COMPITO ASSEGNATO 1 – Per ciascuna delle affermazioni (a), (b) e (c), indichi con un sì o un no se concorda con il testo sul giornalismo preventivo, citando alla lettera le parole del testo che lo stabiliscono. (a) Il tampone di Fausto Gresini era risultato negativo ai primi di febbraio. (b) La stampa mondiale anticipò di quasi una settimana la morte di Li Wenliang. (c) Fausto Gresini è presentato come pilota motociclistico e dirigente del Gresini Team.
COMPITO ASSEGNATO 2 – Riproduca fedelmente il brano del testo sul giornalismo preventivo compreso tra "Sappiamo tutti che" e "Gresini di salvarsi.", estremi inclusi.

PASSO DEL DOCUMENTO –
• • • • • • •

La corsa all’annuncio della morte di Fausto Gresini ci ricorda pagine di giornalismo che non avremmo mai voluto rivedere.
La piaga del “giornalismo preventivo”, quel genere di giornalismo che non rispetta neanche il dolore dell’agonia e della malattia.
Quel genere di giornalismo che potete vedere googlando le parole “Fausto gresini non ce l’ha fatta”. Questo
Ma andiamo con ordine.
Succede che Fausto Gresini, pilota motociclistico e dirigente/manager del Gresini Team è gravissimo in ospedale. Sappiamo tutti in quale orribile situazione ci troviamo a vivere.
Sappiamo tutti che la polmonite conseguenza di COVID19 è una bestia orribile che ti toglie il fiato dai polmoni, nonostante la negativizzazione del tampone raggiunta i primi di Febbraio. Il virus va via, le sgradite conseguenze restano.
Fausto Gresini, sappiamo è grave. Molto grave e le sue condizioni si sono aggravate.
Sarebbe il momento di farsi tutti da parte. Chi crede in Dio per dedicare una preghiera, chi non crede per dedicare un minuto di silenzio. Aspettare, pronto a esprimere il suo cordoglio in modo composto alla famiglia se le cose andranno male, unirsi al sollievo se la malattia consentirà a Gresini di salvarsi.
Ma no, conosciamo la piaga del “giornalismo preventivo”. Che unita a quella che il Santo Padre stesso ha definito una disaffezione alla ricerca delle notizie “dal vivo” e la trasformazione del giornalismo in tanti “giornali fotocopia che si informano da Internet” ci restituisce momenti che non vorremmo.
Ricordate Li Wenliang, il “medico eroe” di Wuhan? Sul letto di agonia, la stampa mondiale (e purtroppo anche italiana) anticipò di quasi 24 ore la morte del medico.
Mentre ancora lottava tra la vita e la morte, voci “sfuggite dall’ospedale” di pianto e agonia si trasformarono in vero e proprio “giornalismo preventivo”. La corsa ad annunciare un necrologio che teneva tutti col fiato sospeso a costo di farlo uscire quando il defunto era ancora morente e in lotta con la Nera Signora.

• • • • • • •

Voci dei dati
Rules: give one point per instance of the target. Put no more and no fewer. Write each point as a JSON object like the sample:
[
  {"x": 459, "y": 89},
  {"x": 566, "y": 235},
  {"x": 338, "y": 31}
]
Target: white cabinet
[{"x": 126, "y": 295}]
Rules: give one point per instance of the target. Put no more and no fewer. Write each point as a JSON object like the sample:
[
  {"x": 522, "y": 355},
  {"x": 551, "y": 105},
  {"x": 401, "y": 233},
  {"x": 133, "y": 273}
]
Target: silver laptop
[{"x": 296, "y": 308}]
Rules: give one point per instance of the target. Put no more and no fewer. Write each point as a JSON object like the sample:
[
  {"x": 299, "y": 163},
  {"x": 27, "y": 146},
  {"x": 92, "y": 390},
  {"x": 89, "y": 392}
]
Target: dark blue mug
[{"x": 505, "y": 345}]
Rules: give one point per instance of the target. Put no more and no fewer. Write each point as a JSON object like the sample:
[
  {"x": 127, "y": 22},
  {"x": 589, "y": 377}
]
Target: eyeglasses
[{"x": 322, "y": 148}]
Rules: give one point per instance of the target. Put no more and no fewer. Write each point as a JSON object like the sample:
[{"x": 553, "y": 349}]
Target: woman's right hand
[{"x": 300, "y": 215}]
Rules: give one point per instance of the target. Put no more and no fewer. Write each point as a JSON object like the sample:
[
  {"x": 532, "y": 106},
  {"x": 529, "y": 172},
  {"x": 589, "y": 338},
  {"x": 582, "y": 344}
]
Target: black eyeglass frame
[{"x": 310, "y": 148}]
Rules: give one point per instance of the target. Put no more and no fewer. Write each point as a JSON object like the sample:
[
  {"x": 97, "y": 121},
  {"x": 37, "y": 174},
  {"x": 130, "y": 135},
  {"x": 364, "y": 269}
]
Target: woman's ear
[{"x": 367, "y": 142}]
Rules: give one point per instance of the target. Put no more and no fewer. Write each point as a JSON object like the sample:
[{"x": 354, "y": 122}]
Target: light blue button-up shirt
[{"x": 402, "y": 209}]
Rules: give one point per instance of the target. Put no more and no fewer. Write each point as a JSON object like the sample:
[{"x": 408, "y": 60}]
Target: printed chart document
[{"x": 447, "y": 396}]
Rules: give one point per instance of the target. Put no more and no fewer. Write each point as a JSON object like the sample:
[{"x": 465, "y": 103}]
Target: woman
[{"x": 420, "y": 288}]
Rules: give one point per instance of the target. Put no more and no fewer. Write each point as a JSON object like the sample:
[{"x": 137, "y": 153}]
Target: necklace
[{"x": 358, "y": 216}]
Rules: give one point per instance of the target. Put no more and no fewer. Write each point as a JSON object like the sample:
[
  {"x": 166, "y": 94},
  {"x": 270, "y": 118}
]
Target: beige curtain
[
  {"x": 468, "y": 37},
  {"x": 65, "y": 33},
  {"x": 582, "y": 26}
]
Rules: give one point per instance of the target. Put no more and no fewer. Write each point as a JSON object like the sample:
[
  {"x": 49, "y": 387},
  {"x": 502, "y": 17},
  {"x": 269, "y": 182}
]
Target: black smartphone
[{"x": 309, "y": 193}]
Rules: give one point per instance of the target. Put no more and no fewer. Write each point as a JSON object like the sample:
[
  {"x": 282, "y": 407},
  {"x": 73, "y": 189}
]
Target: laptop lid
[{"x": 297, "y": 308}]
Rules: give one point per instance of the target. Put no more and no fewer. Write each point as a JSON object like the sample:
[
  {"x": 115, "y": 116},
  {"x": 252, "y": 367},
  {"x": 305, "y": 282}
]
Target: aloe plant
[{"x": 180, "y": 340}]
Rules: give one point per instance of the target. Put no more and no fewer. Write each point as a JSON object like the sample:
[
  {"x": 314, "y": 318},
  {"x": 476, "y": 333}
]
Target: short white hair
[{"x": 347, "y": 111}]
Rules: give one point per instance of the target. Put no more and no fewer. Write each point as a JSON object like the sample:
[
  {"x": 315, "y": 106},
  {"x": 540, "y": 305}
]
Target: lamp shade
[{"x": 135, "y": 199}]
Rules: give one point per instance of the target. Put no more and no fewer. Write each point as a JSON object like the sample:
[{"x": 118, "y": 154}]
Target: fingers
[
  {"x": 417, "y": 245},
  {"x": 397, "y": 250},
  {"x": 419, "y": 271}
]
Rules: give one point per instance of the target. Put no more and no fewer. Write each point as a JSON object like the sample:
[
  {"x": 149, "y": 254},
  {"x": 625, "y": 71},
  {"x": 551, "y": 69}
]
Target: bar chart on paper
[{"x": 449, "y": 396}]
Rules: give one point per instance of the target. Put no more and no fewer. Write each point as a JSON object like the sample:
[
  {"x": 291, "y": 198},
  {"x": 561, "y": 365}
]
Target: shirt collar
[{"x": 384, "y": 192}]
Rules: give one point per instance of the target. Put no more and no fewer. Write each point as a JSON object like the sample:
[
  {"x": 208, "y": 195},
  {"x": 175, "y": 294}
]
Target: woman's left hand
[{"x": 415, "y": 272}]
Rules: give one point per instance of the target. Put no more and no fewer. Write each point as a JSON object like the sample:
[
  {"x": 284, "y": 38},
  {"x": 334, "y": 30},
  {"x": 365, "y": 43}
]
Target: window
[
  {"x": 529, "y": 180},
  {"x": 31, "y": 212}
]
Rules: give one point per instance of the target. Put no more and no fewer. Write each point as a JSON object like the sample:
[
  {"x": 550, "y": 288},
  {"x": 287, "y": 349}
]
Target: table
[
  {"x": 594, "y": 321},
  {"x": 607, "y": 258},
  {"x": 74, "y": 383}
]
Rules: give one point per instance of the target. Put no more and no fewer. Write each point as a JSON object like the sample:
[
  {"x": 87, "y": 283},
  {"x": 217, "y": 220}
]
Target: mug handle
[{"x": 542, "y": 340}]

• • • • • • •

RISPOSTA ATTESA 1 –
(a) Sì: "nonostante la negativizzazione del tampone raggiunta i primi di Febbraio".
(b) No: "anticipò di quasi 24 ore la morte del medico".
(c) Sì: "pilota motociclistico e dirigente/manager del Gresini Team".

RISPOSTA ATTESA 2 –
Sappiamo tutti che la polmonite conseguenza di COVID19 è una bestia orribile che ti toglie il fiato dai polmoni, nonostante la negativizzazione del tampone raggiunta i primi di Febbraio. Il virus va via, le sgradite conseguenze restano.
Fausto Gresini, sappiamo è grave. Molto grave e le sue condizioni si sono aggravate.
Sarebbe il momento di farsi tutti da parte. Chi crede in Dio per dedicare una preghiera, chi non crede per dedicare un minuto di silenzio. Aspettare, pronto a esprimere il suo cordoglio in modo composto alla famiglia se le cose andranno male, unirsi al sollievo se la malattia consentirà a Gresini di salvarsi.